Photo: Etienne De Malglaive/Getty Images

In the days since protesters wearing yellow vests (gilets jaunes) began taking to the streets of France in the hundreds of thousands to voice their opposition to a proposed gas tax hike — and, more broadly, to the deeply unpopular administration of President Macron — English-language media has begun circling around a particular story of causation: This is Facebook’s fault. In Bloomberg, Leonid Bershidsky writes that “Street riots in Paris are less about a tiny fuel tax hike than the power of social networks to radicalize their users”; on Medium, Frederic Filloux argues that Facebook is “fueling the French populist rage.” Most widely circulated is a lengthy and detailed Buzzfeed article headlined “The ‘Yellow Jackets’ Riots In France Are What Happens When Facebook Gets Involved With Local News.”

The general story goes something like this: Earlier this year, Facebook changed the way it sorts its news feed in the hopes of reducing partisan squabbles and links to “fake news,” and began promoting posts from friends and family and semi-private Facebook groups over posts that link off the website. Unwittingly, however, the company was promoting mass unrest, by pushing into users’ feeds, memes, and rants from the semi-political populist groups that would become the core organizational structure of the gilets jaunes.

It’s a compellingly dystopian way of thinking about the riots, in which hundreds of people have been injured, especially if you’re a Facebook critic or skeptic. Look at what Facebook brings to stable democracies! Look at how Facebook leads good citizens astray! The problem is that there’s very little evidence being provided for this particular narrative. We know that Facebook has adjusted its News Feed sorting in various ways over the last year. We know that some of the protesters have used Facebook to organize themselves. But it seems like a big stretch to go from there to calling the movement “a beast born almost entirely from Facebook,” as Buzzfeed does.

That’s not to say that Facebook was irrelevant to the protests. There seems to be consensus that the social network is the organizational platform of choice for the gilets jaunes. But the idea that popular outrage is more about “the power of social networks” than actual French politics, as Bershidsky argues, seems very wrong, and more than a little irresponsible. “Some in Paris have suggested all gilets jaunes are driven by fake-news and conspiracy theories on Facebook, & are somehow uneducated,” Guardian Paris bureau chief Angelique Chrisafis tweeted on Friday morning. “That was not what I found and it would be a mistake to think that … ” At one barricade, Chrisafis spoke with a wide range of citizens “united in fury at Macron’s way of running France — what they called his top-down approach cut off from ordinary people’s experiences. Everyone could angrily quote examples of Macron’s ‘arrogance.’” This sounds like real grievance, not inauthentically promoted “fake news.”

Facebook is obviously an important component to the gilets jaunes protests, but some care is needed about how we attribute causality or we run the risk of misunderstanding not just the situation in France, but the relationship between social media and protest movements. Studies of the “Arab Spring” indicated that while social media was an important structural factor in enabling the fast pace and organizational capacity of the protests; its use almost always followed, rather than led, the core political activity — that is, it was an accompaniment to broad political dynamics rather than their driver. Twitter or Facebook might have accelerated or heightened those dynamics, or become a field for their interplay, but they were not primary causes.

▶ [Stored dataset items]:
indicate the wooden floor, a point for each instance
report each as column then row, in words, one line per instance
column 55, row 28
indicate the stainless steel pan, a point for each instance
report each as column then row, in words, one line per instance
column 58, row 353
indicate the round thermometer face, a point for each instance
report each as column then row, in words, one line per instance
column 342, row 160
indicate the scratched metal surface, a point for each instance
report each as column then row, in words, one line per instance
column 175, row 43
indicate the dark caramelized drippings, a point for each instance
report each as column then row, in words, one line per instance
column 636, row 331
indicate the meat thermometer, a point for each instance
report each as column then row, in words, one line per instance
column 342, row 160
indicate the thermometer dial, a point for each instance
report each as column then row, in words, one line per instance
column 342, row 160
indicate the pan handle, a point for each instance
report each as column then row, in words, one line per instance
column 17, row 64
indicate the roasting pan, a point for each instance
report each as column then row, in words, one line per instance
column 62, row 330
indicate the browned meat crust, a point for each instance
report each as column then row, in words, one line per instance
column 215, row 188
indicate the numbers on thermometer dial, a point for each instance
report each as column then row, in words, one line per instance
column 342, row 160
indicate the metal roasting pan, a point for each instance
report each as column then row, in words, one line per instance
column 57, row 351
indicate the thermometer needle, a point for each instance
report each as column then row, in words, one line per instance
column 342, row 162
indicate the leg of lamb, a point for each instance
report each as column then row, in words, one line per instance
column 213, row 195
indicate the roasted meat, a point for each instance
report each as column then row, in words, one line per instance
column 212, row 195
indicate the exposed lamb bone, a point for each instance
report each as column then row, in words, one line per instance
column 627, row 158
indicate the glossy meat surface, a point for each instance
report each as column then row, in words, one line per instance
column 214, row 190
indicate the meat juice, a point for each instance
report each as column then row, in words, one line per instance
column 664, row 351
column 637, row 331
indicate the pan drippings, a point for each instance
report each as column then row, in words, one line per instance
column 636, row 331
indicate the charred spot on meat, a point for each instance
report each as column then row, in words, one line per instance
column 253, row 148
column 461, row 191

▶ [What you are asked to do]:
In the article on the yellow vest protests, what change did Facebook make to its news feed earlier in the year?

▶ [Full response]:
It began promoting posts from friends and family and semi-private Facebook groups over posts that link off the website.